— START OF Passage —

Just Can’t Get Enough
The Saturdays wisely just copied this Depeche Mode hit which doesn’t lend itself to non-electronic interpretations, as the bossa nova version proves. Now there’s a veeery slooow advert-friendly acoustic version that defeats the point of it being catchy synth-pop in the first place, like playing Immigrant Song on a child’s xylophone. Well done, everyone.
Over The Rainbow
Since Judy Garland first sang it in The Wizard of Oz, Over The Rainbow has been murdered hundreds of times over, by serial cover version offenders like Cliff Richard and, probably most famously, that big Hawaiian bloke with the ukulele. We probably could have stopped after him. Or after Judy, frankly.
All Along the Watchtower
You’d think lesser artists would actively avoid a Bob Dylan track made famous by Hendrix. Plus Neil Young did it too, so how many versions do we actually need? A disco version, perhaps? However the many notable cover versions didn’t deter U2. That’s why true music lovers only listen to ‘the definitive Bono version’.

— END OF Passage —

## [The task]
Resume the piece on overplayed cover songs right after its last sentence.

— START OF Data records —

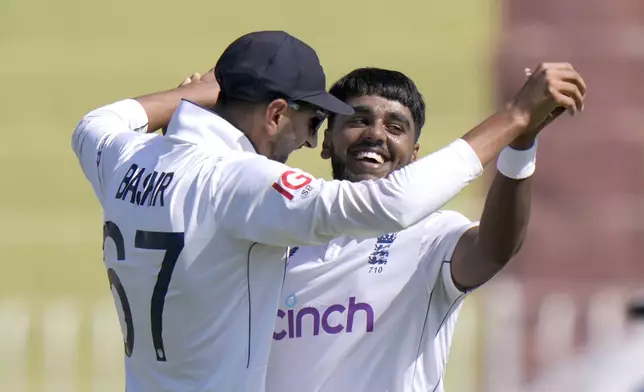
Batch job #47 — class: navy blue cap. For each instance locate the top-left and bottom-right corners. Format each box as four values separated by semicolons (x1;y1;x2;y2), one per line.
215;31;354;115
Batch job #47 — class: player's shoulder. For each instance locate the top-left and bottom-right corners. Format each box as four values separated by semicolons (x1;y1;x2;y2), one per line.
407;210;472;242
418;210;472;230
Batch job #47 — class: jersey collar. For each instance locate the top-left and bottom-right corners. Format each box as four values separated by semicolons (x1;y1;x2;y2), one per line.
166;99;256;153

— END OF Data records —

## [Final result]
What A Wonderful World
No one has done a better version of this song than Louis Armstrong, but that doesn’t stop millions of YouTubers and even Dwayne ‘The Rock’ Johnson from trying their hand at it. Our only hope is that the upcoming mass devastation caused by the climate crisis will stop people covering it. Every cloud, etc.
Valerie
It was originally by The Zutons and Amy Winehouse covered it and that was great – but we don’t need any f**king more versions. Your cousin’s mate’s band that did a wedding once certainly do not need to show us what a reggae-infused rendition would sound like, and we’re not just saying that because they’re white and from Nuneaton. Although it doesn’t help.